[READING TEXT Boundary: Start]

No creo que alcance el dominio que deseo simplemente escuchando y leyendo pasivamente. Creo que para alcanzar el siguiente nivel tendré que estudiar y mejorar con pequeños incrementos. Con el tiempo, en el camino empezaré a soñar en este idioma. Entonces tal vez pueda reducir el ritmo y aprender pasivamente, como el inglés.

Creo que nosotros, como estudiantes, aprendemos lo que queremos aprender. En última instancia, el estudiante hará la mayor parte del trabajo para dominarlo.

Además, esas imágenes destacadas generadas por IA son demasiado atractivas. Quiero regalarle al lector imágenes reales de mi vida. Si nadie lee esto, quiero darle a mi yo futuro imágenes reales de mi vida.

10 de noviembre de 2024

10 de noviembre de 2024

I really don’t like listening to people complaining. Who does? Since this is my blog. I’m going to complain, but I will try to propose a solution to my problem. Currently, I’m in my 2nd quarter of my 1st full year teaching third grade elementary. This is the hardest job I have ever had. The task is impossible to do with 100% accuracy. Only people who have had actual experience as a classroom teacher knows this. I have to lesson plan, differentiate assignments, accommodated special needs/dyslexic students, communicate with parents, manage behavior, grade work, hand work back, input data for the district, make sure my students feel safe and appreciated in the classroom, and so much more. It is overwhelming and insurmountable. Maybe because this is my first year doing this. I should probably give this an honest try.

I do believe in the fight against illiteracy. I believe being illiterate is one of the worst things that a human being experience. I have to fight against that everyday I am in school. Most of my students can read. Can they read well? No. They need to read better. They need to read to synthesize. Synthesize means to connect and combine to create new ideas. This is higher level. Reading to memorize facts and dates is meaningless unless they will play Jeopardy.

Handwriting

I’m going to focus on cultivating my students to have better handwriting. My plan is to make a writing journal for common sight words. They will practice writing legible words. Not beautiful, but legible. Handwriting can promote literacy and reading comprehension.

Several things I want to focus on.

to light on paper (not dark enough, press harder)

not touching baseline ( concentrate on making letters touch baseline)

not legible( words are messy, concentrate on making letters that are legible)

words not taking the entire line( concentrate on using the entire line when creating sentences or repeating words)

5 de octubre

English

I’m thankful that I can blog. 

This has been a tough week of teaching third grade. Have I mentioned that this is the hardest job I have ever done? Well, it is. I think I want to try high school art teacher before I leave the profession entirely.

[READING TEXT Boundary: End]

--- ACTION ITEM ---
According to the blog text, what grade does the writer teach?

[INPUT DATA Boundary: Start]

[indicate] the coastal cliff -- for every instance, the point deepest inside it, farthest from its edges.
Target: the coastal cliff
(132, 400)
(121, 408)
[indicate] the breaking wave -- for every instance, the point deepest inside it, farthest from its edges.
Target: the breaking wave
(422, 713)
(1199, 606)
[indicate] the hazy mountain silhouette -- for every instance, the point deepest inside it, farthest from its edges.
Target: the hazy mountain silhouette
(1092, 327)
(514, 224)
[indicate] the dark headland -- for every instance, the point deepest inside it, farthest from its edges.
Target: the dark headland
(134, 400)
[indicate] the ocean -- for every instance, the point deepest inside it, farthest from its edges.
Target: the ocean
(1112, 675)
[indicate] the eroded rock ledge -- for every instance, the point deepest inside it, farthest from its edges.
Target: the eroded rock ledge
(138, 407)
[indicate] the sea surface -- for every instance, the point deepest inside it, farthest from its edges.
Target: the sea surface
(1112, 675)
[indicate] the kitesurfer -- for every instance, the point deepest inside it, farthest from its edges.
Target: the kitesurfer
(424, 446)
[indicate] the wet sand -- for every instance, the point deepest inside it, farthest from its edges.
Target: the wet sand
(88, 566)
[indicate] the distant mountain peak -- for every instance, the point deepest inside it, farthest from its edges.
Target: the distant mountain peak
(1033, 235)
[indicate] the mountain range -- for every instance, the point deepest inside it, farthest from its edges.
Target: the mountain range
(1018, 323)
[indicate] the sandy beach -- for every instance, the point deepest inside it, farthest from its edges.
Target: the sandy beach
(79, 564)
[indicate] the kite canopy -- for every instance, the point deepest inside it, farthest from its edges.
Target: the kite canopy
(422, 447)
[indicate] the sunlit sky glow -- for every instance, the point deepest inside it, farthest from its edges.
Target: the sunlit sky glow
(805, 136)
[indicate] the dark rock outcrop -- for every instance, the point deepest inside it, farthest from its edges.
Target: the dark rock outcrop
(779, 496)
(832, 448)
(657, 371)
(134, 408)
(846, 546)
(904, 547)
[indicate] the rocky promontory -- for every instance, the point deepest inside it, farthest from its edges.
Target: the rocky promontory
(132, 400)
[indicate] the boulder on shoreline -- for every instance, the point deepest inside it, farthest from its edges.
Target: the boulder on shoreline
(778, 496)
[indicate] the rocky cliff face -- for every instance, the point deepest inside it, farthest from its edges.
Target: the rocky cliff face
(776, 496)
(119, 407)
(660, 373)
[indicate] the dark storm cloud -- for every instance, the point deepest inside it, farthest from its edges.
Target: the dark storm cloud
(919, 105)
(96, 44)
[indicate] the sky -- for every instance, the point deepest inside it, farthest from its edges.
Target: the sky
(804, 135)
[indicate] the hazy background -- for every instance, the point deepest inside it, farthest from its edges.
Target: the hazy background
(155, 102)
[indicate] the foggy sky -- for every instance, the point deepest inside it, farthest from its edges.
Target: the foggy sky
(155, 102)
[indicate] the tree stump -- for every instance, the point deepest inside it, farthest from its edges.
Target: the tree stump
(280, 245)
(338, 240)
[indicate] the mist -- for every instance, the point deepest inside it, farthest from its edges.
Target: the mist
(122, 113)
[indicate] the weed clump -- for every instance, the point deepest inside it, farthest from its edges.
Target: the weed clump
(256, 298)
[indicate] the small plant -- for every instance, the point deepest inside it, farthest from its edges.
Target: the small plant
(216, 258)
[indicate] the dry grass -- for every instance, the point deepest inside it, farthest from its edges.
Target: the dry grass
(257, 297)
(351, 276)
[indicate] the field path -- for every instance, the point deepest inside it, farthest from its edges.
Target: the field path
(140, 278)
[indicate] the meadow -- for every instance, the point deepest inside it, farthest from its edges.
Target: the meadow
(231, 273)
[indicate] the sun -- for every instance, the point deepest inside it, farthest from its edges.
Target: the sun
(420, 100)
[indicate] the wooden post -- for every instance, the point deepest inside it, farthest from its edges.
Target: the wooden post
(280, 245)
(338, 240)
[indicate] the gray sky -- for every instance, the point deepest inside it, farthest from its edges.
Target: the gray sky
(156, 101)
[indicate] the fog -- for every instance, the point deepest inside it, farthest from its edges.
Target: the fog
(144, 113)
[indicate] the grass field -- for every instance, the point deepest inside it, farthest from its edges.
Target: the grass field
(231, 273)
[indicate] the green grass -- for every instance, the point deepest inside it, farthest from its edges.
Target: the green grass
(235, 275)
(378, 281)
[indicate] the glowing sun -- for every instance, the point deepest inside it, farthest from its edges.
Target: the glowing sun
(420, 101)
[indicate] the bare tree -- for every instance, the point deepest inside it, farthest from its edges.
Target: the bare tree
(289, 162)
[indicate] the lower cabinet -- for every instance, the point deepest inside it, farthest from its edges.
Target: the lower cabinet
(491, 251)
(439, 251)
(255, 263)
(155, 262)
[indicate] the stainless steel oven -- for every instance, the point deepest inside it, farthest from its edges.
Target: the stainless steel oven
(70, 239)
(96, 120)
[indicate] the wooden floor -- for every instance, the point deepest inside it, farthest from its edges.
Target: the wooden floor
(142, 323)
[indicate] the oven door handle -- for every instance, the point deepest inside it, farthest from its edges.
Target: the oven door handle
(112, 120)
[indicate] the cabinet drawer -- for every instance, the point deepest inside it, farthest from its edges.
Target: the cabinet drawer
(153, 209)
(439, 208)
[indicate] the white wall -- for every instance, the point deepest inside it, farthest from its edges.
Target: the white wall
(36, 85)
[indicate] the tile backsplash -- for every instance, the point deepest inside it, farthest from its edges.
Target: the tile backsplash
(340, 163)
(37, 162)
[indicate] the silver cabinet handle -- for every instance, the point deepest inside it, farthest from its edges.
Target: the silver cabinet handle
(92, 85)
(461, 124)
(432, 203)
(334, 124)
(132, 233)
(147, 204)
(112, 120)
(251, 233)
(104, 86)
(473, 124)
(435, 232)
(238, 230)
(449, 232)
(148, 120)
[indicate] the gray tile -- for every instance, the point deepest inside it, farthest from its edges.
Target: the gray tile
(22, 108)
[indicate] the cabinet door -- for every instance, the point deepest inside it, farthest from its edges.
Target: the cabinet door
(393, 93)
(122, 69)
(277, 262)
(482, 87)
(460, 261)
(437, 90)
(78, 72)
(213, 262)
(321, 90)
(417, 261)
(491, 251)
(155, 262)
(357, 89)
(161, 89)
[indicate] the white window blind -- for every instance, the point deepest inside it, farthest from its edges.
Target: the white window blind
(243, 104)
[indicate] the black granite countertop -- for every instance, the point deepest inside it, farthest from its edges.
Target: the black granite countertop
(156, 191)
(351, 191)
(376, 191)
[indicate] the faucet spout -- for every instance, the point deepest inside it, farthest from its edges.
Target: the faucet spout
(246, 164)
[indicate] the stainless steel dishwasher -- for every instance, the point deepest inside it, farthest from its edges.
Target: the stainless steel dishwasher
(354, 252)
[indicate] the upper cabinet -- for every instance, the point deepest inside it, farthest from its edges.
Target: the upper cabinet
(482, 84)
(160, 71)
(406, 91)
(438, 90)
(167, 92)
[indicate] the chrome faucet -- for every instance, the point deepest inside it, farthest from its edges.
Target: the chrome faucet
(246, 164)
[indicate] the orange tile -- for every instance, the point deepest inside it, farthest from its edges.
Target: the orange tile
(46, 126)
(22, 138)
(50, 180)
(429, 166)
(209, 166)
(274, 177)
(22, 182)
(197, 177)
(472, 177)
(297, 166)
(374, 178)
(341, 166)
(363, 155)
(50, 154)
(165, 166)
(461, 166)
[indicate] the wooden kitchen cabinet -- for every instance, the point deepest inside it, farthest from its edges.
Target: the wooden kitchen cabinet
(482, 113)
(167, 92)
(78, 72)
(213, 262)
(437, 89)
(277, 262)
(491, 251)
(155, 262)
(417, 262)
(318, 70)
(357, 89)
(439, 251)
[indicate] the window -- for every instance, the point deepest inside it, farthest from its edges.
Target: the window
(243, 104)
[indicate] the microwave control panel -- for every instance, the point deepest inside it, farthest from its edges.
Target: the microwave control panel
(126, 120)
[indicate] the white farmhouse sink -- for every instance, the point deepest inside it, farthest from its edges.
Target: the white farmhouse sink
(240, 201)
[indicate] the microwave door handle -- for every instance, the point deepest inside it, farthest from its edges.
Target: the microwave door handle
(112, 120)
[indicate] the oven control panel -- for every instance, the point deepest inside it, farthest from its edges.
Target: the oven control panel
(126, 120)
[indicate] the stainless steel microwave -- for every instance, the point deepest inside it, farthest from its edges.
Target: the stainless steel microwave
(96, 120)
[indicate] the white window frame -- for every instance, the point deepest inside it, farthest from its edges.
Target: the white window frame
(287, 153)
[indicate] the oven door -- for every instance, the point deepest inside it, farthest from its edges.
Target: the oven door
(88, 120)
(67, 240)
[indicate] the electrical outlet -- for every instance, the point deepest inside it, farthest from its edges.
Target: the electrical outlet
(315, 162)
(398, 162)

[INPUT DATA Boundary: End]

--- ANSWER TO THIS TASK ---
Third grade elementary.